Activities –
a) According to the lockdown post, what is lockdown meant to protect?
b) List the measures that the lockdown post says most people, especially the vulnerable, will voluntarily follow.
c) Copy out the lockdown post starting at "So @Wannabangbang , if" and ending at "things are afterwards.".
**** Selected extract ****
Remember why we have lockdown - to protect the NHS, not you.
The problem with this flu is that it is more contagious, it spreads rapidly given the chance. Without measures to slow spread, the NHS might get overwhelmed, people might be unable to get into a hospital.
So @Wannabangbang , if people don't follow lockdown policy, the epidemic won't last longer, it'll be over sooner because more people get infected sooner. The problem is whether more people die because the hospitals get full?
IMO govt has it wrong to enforce excessive lockdown such as no travel in cars, no going to parks or walks in the countryside, no going to non-essential work even if you work alone, etc. Most people, and especially the vulnerable, will voluntarily follow distancing, sanitary procedures, minimising contacts and even self isolation. The few who don't will make little difference. It's what the majority do that affects the statistics.
I think the reason for the draconian measures and dire warnings is to scare the bejeebers out of us, so that we won't question anything they do and afterwards will be grateful for their strong response, however bad things are afterwards.
**** Data ****
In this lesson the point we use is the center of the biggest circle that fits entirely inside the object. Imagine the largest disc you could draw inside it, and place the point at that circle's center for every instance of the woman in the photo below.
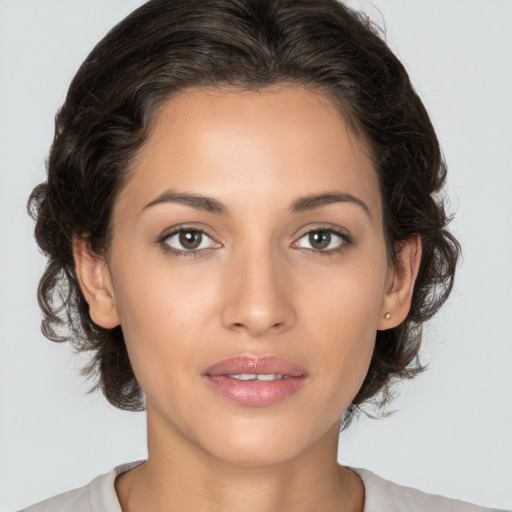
(241, 211)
****
Answers to this exercise –
a) The NHS, not you.

b) Distancing, sanitary procedures, minimising contacts, and self isolation.

c)
So @Wannabangbang , if people don't follow lockdown policy, the epidemic won't last longer, it'll be over sooner because more people get infected sooner. The problem is whether more people die because the hospitals get full?
IMO govt has it wrong to enforce excessive lockdown such as no travel in cars, no going to parks or walks in the countryside, no going to non-essential work even if you work alone, etc. Most people, and especially the vulnerable, will voluntarily follow distancing, sanitary procedures, minimising contacts and even self isolation. The few who don't will make little difference. It's what the majority do that affects the statistics.
I think the reason for the draconian measures and dire warnings is to scare the bejeebers out of us, so that we won't question anything they do and afterwards will be grateful for their strong response, however bad things are afterwards.